Why Pixar Believes in Scrap Drafts
Part II · The Hidden Laws of Creation
Core Question: Why do great creative works require a mountain of abandoned versions?
This chapter answers just one question: Why do great creative works require a mountain of abandoned versions?
7.1 The Boardroom of Storyboards
The walls of the meeting room are completely covered in storyboards. Frame by frame, a movie is pinned up, stripped down to hundreds of illustrated moments.
The director stands at the front, pitching the emotional arc of a scene. The people sitting around the table are masters of storytelling themselves, but they aren't there to applaud.
They are there to point out where the scene feels unearned, where the pacing drags, where a character's motivation falters, and where the audience will lose interest. This isn't a typical critique; it is a session of Pixar's "Braintrust"—a system where candid peers help the creator see the blind spots in their own work.

**Dataset records:**
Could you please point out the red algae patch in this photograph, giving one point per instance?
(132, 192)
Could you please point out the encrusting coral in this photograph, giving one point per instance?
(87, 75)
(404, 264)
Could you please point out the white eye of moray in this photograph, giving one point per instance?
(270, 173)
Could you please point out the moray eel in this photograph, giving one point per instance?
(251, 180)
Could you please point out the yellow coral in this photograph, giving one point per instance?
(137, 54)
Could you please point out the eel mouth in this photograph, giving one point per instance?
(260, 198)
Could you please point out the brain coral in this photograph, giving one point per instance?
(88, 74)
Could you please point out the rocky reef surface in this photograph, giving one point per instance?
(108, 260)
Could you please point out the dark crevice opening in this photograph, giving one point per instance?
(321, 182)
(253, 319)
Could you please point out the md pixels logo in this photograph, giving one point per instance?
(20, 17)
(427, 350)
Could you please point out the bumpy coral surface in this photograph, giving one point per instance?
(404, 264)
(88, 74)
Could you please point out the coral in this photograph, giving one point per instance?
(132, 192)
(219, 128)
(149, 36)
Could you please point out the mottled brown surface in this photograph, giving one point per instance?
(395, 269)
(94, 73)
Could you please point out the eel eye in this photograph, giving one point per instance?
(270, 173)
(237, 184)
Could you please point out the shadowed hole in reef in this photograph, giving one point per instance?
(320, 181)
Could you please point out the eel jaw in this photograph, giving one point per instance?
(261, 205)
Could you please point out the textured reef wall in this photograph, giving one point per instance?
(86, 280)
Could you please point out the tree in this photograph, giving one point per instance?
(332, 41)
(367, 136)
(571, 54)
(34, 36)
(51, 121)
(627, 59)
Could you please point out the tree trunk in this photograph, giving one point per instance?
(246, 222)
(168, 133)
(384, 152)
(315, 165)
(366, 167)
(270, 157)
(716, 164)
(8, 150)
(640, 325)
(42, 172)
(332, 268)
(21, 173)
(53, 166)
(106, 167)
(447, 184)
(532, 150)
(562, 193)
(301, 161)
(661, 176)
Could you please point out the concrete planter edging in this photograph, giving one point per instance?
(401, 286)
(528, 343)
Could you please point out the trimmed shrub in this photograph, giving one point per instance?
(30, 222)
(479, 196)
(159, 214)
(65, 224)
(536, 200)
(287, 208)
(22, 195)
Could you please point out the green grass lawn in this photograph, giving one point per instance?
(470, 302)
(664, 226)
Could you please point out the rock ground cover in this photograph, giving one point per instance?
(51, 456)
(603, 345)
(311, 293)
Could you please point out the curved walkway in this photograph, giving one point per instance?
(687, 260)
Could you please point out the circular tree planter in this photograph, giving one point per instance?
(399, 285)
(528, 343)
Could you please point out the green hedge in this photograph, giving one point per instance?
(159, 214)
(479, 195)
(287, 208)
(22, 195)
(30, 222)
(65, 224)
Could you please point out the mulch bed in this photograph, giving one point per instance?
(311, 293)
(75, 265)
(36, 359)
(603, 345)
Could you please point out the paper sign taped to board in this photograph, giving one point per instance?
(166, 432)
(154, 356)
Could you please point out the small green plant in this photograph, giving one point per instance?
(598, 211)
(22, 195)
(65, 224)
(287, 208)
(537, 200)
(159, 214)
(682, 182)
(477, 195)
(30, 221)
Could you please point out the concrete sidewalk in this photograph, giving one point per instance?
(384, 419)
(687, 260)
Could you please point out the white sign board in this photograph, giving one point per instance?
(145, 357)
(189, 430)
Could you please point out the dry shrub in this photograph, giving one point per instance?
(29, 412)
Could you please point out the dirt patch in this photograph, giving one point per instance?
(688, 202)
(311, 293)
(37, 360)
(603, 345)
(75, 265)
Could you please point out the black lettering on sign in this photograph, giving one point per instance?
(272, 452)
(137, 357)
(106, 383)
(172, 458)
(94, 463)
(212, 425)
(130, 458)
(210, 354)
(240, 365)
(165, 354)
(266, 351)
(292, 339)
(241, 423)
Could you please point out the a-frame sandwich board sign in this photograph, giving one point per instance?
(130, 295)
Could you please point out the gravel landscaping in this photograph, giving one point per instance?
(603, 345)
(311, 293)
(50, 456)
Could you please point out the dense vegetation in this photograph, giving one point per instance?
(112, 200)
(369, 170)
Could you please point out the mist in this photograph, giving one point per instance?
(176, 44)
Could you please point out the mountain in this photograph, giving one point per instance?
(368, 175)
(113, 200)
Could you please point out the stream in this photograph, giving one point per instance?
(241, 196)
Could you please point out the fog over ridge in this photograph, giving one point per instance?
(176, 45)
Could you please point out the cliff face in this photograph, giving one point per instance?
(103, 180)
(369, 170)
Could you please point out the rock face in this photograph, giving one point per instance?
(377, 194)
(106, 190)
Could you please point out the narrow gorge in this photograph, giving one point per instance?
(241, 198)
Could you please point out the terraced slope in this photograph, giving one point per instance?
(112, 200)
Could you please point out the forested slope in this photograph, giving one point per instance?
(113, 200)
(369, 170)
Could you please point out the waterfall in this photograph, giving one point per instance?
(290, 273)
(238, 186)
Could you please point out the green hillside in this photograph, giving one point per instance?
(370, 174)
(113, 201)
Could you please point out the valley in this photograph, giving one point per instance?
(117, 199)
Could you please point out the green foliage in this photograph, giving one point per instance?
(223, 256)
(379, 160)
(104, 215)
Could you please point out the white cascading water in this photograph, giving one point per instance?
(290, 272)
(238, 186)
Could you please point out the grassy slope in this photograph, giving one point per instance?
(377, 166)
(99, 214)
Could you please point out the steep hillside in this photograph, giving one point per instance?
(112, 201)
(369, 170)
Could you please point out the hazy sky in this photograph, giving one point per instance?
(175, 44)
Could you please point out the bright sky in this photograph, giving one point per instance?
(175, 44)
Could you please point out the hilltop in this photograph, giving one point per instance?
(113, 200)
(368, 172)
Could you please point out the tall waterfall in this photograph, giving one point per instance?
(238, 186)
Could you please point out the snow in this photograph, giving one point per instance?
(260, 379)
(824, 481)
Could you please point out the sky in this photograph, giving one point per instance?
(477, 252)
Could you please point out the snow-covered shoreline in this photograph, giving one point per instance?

**Prompt A:** Reproduce the passage of the Pixar chapter that begins at the words "This chapter answers" and stops after the words "their own work.".
**Prompt B:** Write the text that follows the last sentence of the Pixar chapter.

**Reply A:**
This chapter answers just one question: Why do great creative works require a mountain of abandoned versions?
7.1 The Boardroom of Storyboards
The walls of the meeting room are completely covered in storyboards. Frame by frame, a movie is pinned up, stripped down to hundreds of illustrated moments.
The director stands at the front, pitching the emotional arc of a scene. The people sitting around the table are masters of storytelling themselves, but they aren't there to applaud.
They are there to point out where the scene feels unearned, where the pacing drags, where a character's motivation falters, and where the audience will lose interest. This isn't a typical critique; it is a session of Pixar's "Braintrust"—a system where candid peers help the creator see the blind spots in their own work.

**Reply B:**
Almost every masterpiece Pixar has released went through this process. Openings were completely thrown out, protagonists were fundamentally redefined, and major subplots vanished late in production. In early versions of Coco, the protagonist was a very different character. In early drafts of Inside Out, the character "Bing Bong" didn't even exist.
This isn't because the creators weren't brilliant at the start.
It is because a story's life cannot be fully calculated in advance. A story must be built, visualized, tested, torn apart, and put back together. The work itself must be allowed to show you where it lacks life.
7.2 Scrap Drafts are Search Spaces
Scrap drafts are not waste. They are your search space.
Every abandoned version answers a vital question: Why did this path fail? What part of it is still worth keeping? What deeper problem did it reveal?
If a character is cut, their absence might make the central conflict much sharper. If an opening is thrown out, it usually reveals that the audience wants immediate stakes rather than backstory. If a subplot is removed, it allows the main theme to breathe for the first time.
If we only look at the final script, creation looks like magic. But when you look at the mountain of discarded drafts, you realize the final work is simply the version that survived a rigorous process of elimination.
A great story is rarely the first idea you had; it is the idea that survived enough honest mistakes.

Epigram
Discarded drafts are not failures; they are the search space. A great work is rarely written; it is found through elimination.
This realization should be incredibly freeing for any creator.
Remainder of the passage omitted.